> _SUPPLIED RECORDS_
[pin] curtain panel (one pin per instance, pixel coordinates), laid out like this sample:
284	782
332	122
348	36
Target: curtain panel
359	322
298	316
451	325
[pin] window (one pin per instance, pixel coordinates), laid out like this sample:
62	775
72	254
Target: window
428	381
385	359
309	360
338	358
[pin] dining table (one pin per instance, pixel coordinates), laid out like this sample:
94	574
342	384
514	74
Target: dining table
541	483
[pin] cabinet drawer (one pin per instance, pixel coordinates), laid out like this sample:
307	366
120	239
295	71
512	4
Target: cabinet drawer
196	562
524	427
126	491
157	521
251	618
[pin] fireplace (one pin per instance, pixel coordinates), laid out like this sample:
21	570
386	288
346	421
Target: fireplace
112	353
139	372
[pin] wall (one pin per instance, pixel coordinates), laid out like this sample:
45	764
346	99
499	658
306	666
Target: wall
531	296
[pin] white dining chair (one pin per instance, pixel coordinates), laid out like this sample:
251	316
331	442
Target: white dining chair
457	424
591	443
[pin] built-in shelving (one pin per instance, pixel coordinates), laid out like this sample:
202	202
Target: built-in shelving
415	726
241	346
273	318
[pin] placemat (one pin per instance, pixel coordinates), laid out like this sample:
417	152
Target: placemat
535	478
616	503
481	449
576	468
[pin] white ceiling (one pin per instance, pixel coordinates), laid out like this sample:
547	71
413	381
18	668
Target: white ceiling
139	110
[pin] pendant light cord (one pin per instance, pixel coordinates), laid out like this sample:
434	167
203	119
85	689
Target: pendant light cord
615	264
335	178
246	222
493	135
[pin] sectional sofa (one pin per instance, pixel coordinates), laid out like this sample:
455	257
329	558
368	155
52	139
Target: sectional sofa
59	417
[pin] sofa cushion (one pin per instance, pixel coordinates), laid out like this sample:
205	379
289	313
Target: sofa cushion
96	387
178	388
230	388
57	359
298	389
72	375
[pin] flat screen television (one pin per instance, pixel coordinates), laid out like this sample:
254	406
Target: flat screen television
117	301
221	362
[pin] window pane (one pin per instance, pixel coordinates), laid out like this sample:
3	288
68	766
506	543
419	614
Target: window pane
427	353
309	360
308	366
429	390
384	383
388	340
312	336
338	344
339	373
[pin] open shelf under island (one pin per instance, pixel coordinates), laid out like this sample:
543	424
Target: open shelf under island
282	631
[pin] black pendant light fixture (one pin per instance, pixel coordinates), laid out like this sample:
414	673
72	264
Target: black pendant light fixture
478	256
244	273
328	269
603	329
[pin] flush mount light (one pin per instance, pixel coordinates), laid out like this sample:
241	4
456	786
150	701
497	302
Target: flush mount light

> _YOUR OBJECTIVE_
An exact copy of every record above is what's needed here.

> _YOUR RESPONSE_
[pin] curtain panel (one pin per instance, pixel coordinates), laid out like this sample:
284	782
332	122
348	36
Target: curtain panel
359	322
298	316
451	325
[pin] window (one pin per instance, pixel coordinates), laid out like this sample:
62	775
72	254
Target: window
428	381
385	359
309	360
338	358
[pin] dining table (one pin per instance, pixel coordinates), laid out like this sample:
94	574
342	384
514	74
Target: dining table
541	483
[pin] cabinet drawer (one pin per instance, pixel coordinates), laid out like this sample:
307	366
120	239
295	71
512	4
Target: cabinet drawer
196	562
524	427
126	491
157	521
251	618
[pin] fireplace (one pin per instance, pixel coordinates), laid out like this sample:
21	570
386	288
346	421
Target: fireplace
112	353
139	372
[pin] wall (one pin per instance, pixel coordinates), laid out like this sample:
45	764
346	99
499	658
306	666
Target: wall
531	296
[pin] white dining chair (one pin per instance, pixel coordinates), laid out like this sample:
251	316
331	442
Target: white dining chair
457	424
591	443
[pin] built-in shelving (one pin per instance, pixel coordinates), laid out like this sample:
202	202
Target: built-in shelving
415	726
241	346
273	318
[pin] placemat (one pin per instance, pixel coordinates), laid out like this sample:
417	152
Target: placemat
535	478
616	503
481	449
576	468
[pin] white ceiling (one pin per instance, pixel coordinates), laid out like this sample:
547	71
413	381
18	668
Target: white ceiling
139	110
[pin] pendant light cord (one pin per instance, pixel coordinates), laid out like this sample:
434	167
203	119
85	689
Target: pendant light cord
615	264
335	178
246	222
493	135
[pin] sectional sofa (one pin per instance, pixel coordinates), laid out like this sample:
455	257
329	558
368	155
52	139
Target: sectional sofa
59	417
[pin] sofa cushion (one pin per instance, pixel coordinates), laid out like this sample:
205	379
289	313
Target: sofa cushion
96	387
178	388
230	388
57	359
298	389
72	375
[pin] flat screen television (one pin per instance, pixel coordinates), laid out like this sample:
254	406
Target: flat screen television
117	301
221	362
[pin] window pane (one pin per instance, pixel coordinates), laid out like this sample:
3	288
68	766
506	543
419	614
Target: window pane
427	353
309	360
308	366
429	390
384	383
388	340
312	336
338	344
339	373
[pin] open shelf under island (one pin per instance, pixel coordinates), laid out like this sample:
543	424
Target: open shelf under island
282	631
[pin] black pendant light fixture (one pin per instance, pixel coordinates), laid out like this sample:
414	673
72	264
Target: black pendant light fixture
478	256
244	273
328	269
603	329
[pin] flush mount light (one pin per instance, pixel coordinates), laid out like this sample:
241	4
456	786
150	701
497	302
Target: flush mount light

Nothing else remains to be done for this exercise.